**AUFGABE**
Gib die Zeilen von der Zeile mit „of the glass“ bis zur Zeile mit „[[72, 63], [70, 69], [70, 109], [94, 109], [93, 62]]“ (beide eingeschlossen) wortgetreu aus. Lass dabei die Bilder weg.

[Dateneinträge]
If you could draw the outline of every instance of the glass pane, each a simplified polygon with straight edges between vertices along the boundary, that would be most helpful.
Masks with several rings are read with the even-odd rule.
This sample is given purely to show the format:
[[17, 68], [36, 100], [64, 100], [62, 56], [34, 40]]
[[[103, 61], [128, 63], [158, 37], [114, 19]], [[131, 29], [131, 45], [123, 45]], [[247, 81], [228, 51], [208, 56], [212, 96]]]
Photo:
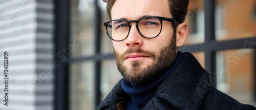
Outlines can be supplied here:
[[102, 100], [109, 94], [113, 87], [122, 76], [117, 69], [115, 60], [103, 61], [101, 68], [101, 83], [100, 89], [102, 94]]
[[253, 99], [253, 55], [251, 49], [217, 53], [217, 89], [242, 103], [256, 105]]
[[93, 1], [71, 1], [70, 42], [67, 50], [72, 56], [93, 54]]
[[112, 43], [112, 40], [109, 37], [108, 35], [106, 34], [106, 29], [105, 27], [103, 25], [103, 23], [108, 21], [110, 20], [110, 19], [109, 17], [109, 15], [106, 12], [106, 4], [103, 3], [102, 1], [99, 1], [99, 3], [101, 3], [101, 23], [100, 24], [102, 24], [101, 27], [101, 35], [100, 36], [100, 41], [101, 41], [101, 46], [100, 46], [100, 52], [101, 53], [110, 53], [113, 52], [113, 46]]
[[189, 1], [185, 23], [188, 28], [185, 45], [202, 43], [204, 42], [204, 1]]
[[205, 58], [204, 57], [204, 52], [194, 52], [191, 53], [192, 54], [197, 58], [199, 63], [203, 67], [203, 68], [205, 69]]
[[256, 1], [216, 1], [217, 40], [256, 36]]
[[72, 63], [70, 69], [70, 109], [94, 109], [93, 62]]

--

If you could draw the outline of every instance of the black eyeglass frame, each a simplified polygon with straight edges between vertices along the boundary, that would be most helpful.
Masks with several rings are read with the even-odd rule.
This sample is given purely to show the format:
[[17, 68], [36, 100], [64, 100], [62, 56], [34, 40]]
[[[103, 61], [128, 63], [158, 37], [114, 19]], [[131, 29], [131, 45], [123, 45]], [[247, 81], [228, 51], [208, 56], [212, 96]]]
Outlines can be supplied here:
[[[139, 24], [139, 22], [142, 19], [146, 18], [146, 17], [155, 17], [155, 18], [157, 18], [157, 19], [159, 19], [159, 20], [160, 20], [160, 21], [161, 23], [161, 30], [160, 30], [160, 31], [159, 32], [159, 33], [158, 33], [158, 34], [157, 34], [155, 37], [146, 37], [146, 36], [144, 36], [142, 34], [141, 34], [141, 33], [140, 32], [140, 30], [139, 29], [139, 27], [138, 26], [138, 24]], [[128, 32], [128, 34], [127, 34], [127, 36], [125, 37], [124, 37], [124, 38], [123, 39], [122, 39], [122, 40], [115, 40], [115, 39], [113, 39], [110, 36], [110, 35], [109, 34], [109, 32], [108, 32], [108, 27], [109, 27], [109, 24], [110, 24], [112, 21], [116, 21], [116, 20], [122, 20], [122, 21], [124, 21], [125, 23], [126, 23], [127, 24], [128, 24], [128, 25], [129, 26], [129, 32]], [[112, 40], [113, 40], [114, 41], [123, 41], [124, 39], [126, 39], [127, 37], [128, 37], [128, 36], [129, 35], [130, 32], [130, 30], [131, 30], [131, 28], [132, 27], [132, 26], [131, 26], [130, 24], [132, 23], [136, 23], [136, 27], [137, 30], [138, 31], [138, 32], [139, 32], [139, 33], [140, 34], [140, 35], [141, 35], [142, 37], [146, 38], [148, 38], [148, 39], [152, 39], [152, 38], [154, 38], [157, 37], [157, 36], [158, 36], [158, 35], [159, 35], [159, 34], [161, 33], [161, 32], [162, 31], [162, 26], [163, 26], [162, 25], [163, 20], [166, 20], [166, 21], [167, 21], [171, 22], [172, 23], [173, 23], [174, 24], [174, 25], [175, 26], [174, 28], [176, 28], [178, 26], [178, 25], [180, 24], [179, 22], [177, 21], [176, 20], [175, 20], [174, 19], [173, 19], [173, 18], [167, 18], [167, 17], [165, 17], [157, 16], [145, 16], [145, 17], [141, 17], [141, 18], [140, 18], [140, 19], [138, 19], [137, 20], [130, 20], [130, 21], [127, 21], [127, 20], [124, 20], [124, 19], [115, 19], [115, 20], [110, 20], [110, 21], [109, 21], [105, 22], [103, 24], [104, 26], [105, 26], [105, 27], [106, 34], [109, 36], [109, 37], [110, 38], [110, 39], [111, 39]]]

...

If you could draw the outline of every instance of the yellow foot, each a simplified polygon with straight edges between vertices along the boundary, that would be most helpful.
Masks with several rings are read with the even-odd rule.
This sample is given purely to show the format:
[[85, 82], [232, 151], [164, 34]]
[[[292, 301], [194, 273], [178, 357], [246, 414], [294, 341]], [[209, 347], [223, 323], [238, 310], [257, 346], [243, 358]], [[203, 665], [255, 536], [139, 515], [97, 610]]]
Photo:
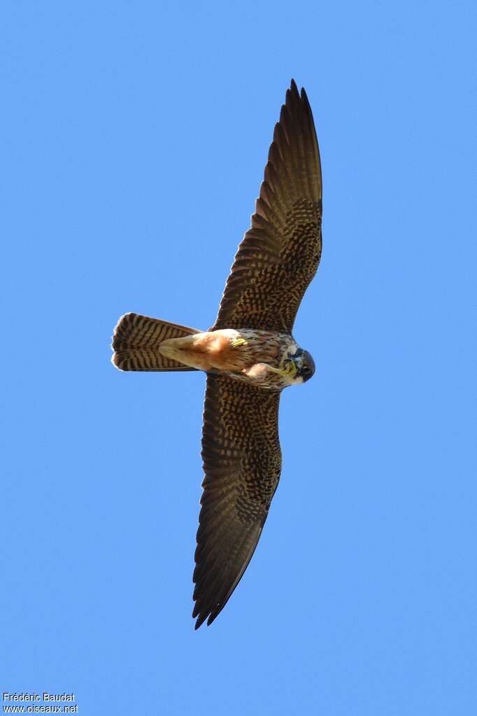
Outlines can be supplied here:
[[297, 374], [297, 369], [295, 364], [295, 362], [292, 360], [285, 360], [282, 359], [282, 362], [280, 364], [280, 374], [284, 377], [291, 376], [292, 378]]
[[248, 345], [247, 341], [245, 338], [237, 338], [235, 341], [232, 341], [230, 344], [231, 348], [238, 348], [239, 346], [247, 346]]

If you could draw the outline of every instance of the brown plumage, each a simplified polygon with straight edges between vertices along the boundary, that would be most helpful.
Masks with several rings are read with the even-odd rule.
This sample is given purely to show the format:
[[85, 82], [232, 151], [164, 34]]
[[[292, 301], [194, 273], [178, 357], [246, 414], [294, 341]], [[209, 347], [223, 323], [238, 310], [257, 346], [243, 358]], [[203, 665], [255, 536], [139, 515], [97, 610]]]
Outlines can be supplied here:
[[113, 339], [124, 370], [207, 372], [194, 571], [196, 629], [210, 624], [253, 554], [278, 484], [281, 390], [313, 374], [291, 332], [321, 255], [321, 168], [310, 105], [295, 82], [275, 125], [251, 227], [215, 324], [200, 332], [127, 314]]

**AUSGABE**
If you could draw the outline of every instance of the glass pane, each a simplified polygon with straight edges between vertices along the boundary, that would be most helpful.
Masks with several rings are read with the even-odd rule.
This sample is given purely to show the format:
[[17, 68], [36, 100], [64, 100], [62, 56], [34, 40]]
[[[103, 61], [128, 63], [158, 37], [114, 19]], [[131, 29], [131, 45], [123, 45]], [[247, 81], [228, 51], [208, 56], [212, 96]]]
Photo:
Outlines can be supplied here:
[[102, 100], [109, 94], [113, 87], [122, 76], [117, 69], [115, 60], [103, 61], [101, 68], [101, 83], [100, 89], [102, 94]]
[[253, 99], [253, 55], [251, 49], [217, 53], [217, 89], [242, 103], [256, 105]]
[[93, 1], [71, 1], [70, 42], [67, 50], [72, 56], [93, 54]]
[[112, 43], [112, 40], [109, 37], [108, 35], [106, 34], [106, 29], [105, 27], [103, 25], [103, 23], [108, 21], [110, 20], [110, 19], [109, 17], [109, 15], [106, 12], [106, 4], [103, 3], [102, 1], [99, 1], [99, 3], [101, 3], [101, 23], [100, 24], [102, 24], [101, 27], [101, 35], [100, 36], [100, 41], [101, 41], [101, 46], [100, 46], [100, 52], [101, 53], [110, 53], [113, 52], [113, 46]]
[[189, 1], [185, 23], [188, 28], [185, 45], [202, 43], [204, 42], [204, 1]]
[[205, 58], [204, 57], [204, 52], [194, 52], [191, 53], [192, 54], [197, 58], [199, 63], [203, 67], [203, 68], [205, 69]]
[[256, 1], [216, 1], [217, 40], [256, 36]]
[[72, 63], [70, 69], [70, 109], [94, 109], [93, 62]]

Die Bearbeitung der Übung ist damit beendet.